---------- TEXT SECTION
WASHINGTON, Oct 7: It’s the biggest thing found orbiting the sun since astronomers discovered Pluto in 1930, but please do not call it a planet. Call it Quaoar.
At half the size of Pluto, Quaoar — pronounced KWAH-o-ar — is a large celestial object, but not large enough to be a planet, one of its discoverers said in a telephone interview.
Quaoar’s discovery also calls Pluto’s planet status into question, said Mike Brown of the California Institute of Technology, who first detected the object on June 4. His findings were presented on Monday to the American Astronomical Society’s planetary science division meeting in Birmingham, Alabama.
Still, Quaoar acts a lot like a planet. Circling the Sun once every 288 years, Quaoar is located a billion miles (1.6 billion km) beyond Pluto, in an area loaded with icy orbiting objects called the Kuiper Belt.
The Kuiper Belt is where comets originate, and astronomers have long believed it harbors planet-shaped rocks like Quaoar. Over the last decade, more than 500 Kuiper Belt objects have been detected.
“In any realistic definition of a planet, you would have to say something like, a planet is significantly bigger than everything around it,” Brown said. “(Quaoar) is only 50 percent bigger than the next biggest Kuiper Belt object, to me it’s not massive enough.”
--------------------
---------- ITEMS
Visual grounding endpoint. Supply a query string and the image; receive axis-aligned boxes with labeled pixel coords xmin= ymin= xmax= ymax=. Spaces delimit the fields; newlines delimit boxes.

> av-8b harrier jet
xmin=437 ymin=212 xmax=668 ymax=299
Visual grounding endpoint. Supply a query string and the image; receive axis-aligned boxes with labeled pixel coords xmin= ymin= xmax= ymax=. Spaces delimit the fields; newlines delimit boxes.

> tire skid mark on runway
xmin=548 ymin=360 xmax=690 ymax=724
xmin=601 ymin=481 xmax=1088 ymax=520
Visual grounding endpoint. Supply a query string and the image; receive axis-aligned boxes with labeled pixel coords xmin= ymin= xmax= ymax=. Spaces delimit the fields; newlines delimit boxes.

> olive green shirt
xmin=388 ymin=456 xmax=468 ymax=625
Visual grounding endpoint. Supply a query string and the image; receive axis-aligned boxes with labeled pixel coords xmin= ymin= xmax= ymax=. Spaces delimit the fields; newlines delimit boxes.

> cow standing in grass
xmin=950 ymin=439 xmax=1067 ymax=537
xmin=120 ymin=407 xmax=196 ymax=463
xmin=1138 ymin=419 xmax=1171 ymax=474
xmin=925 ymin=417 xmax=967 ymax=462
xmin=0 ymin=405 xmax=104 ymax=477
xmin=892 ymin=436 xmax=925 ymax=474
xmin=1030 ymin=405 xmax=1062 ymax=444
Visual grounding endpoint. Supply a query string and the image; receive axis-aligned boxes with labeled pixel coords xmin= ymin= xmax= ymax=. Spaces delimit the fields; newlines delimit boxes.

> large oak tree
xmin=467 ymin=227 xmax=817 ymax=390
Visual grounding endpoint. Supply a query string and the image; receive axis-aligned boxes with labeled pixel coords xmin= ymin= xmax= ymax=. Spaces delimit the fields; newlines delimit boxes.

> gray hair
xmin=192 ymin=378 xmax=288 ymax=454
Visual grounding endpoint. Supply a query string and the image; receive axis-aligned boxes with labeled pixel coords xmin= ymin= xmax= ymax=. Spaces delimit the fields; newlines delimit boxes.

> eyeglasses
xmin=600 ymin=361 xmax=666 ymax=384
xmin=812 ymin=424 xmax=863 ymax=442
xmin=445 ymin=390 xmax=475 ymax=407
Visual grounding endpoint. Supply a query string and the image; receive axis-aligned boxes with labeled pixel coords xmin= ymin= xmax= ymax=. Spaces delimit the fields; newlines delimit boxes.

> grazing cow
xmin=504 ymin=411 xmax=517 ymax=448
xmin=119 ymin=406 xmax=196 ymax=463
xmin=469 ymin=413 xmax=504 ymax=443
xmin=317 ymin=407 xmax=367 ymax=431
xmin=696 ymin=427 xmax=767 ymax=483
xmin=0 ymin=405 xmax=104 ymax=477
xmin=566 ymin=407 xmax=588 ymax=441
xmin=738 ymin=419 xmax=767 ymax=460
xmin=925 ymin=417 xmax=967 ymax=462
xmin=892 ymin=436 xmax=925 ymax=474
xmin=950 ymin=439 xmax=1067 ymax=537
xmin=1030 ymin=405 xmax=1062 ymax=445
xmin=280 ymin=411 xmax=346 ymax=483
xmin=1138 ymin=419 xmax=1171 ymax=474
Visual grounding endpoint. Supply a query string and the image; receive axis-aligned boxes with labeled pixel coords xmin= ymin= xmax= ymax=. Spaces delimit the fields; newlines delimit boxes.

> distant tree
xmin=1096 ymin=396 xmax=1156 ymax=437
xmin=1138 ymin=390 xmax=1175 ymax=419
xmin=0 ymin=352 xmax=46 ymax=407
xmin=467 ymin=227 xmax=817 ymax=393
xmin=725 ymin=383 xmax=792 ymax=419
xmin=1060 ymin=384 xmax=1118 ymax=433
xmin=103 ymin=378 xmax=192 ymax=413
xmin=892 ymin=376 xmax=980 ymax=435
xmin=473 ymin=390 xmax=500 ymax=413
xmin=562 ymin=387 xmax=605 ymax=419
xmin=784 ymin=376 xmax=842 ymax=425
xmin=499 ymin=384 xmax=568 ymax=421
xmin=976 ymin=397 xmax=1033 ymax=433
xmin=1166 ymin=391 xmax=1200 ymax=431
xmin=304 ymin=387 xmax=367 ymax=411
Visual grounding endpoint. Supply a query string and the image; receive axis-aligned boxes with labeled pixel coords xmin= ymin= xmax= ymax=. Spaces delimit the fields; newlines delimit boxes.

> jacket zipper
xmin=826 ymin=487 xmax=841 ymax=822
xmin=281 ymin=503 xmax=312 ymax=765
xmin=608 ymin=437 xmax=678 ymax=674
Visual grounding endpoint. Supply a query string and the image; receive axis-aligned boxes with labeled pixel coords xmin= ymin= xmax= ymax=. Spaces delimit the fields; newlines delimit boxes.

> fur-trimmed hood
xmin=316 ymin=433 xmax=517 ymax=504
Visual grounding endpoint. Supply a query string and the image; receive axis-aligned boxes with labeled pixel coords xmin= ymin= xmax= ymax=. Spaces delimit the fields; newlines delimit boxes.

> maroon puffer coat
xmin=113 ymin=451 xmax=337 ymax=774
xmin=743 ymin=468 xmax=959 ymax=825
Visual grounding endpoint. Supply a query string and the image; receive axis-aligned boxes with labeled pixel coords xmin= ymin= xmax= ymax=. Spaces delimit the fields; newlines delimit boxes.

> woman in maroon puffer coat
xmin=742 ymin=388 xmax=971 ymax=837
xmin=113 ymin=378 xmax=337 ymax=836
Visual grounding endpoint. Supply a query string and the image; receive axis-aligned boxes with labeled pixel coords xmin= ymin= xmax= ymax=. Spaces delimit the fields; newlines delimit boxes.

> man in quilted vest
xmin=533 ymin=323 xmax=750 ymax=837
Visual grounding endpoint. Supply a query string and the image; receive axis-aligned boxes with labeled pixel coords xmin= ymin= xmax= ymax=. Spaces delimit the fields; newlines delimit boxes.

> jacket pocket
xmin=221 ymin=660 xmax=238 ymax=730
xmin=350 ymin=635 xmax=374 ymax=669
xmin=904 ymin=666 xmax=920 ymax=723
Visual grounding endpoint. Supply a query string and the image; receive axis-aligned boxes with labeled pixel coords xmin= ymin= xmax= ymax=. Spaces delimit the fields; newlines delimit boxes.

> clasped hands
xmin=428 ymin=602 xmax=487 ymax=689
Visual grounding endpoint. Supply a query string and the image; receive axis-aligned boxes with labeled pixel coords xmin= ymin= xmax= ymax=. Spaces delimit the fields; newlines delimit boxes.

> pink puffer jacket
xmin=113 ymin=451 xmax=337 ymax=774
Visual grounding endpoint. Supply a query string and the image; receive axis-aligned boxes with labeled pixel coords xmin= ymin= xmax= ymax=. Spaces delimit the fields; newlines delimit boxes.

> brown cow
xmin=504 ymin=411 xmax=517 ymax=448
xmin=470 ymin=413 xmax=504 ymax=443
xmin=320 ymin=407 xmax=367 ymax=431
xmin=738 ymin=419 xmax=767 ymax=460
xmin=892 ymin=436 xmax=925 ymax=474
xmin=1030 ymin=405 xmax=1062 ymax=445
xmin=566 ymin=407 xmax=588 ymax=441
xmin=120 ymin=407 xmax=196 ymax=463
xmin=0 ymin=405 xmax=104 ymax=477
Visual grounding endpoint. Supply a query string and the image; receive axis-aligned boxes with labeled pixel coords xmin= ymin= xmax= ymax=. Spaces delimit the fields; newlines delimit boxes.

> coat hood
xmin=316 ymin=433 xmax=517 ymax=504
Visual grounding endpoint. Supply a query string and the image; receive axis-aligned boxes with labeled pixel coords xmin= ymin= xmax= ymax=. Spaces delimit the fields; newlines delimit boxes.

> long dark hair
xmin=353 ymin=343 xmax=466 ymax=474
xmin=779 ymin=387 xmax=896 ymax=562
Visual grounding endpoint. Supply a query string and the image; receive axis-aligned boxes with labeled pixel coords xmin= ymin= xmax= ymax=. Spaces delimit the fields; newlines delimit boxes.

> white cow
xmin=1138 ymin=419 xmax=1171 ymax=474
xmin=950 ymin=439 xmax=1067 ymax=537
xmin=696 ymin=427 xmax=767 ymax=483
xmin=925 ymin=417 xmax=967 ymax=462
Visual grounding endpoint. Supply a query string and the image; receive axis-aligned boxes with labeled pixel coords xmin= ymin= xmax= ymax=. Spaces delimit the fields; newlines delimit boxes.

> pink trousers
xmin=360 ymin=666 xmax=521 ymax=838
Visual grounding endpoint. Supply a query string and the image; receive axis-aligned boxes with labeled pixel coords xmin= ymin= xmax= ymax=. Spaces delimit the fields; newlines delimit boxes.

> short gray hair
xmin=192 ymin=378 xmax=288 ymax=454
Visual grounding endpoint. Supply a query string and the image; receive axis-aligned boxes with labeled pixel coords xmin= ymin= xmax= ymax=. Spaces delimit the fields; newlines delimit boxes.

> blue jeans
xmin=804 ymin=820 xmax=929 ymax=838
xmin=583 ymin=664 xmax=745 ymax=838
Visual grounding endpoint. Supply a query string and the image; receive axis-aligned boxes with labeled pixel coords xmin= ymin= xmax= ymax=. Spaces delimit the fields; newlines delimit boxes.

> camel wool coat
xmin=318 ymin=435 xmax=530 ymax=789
--------------------
WORK TO DO:
1. According to the article on Quaoar, how long does Quaoar take to circle the Sun once?
2. Write a continuation of the article on Quaoar, starting after its last sentence.

ANSWER LIST:
1. Quaoar circles the Sun once every 288 years.

2.
Quaoar’s existence confirms that large orbiting bodies can reside at the very fringes of our solar system, and could give new insights on the primordial materials that formed planets like Earth some five billion years ago.
PLUTO’S PLANETARY STATUS QUESTIONED: It also supports the theory that Pluto is not a planet at all, but rather a Kuiper Belt object. Pluto has a similarly long orbit — 248 years to make a complete trip around the sun — but is far more eccentric than Quaoar seems to be.
Instead of going around the sun in the same plane as the rest of the planets, Pluto’s orbit is tilted about 17 degrees. At one point, Pluto comes close enough to the sun to heat up the volatile substances on its surface, making it more reflective.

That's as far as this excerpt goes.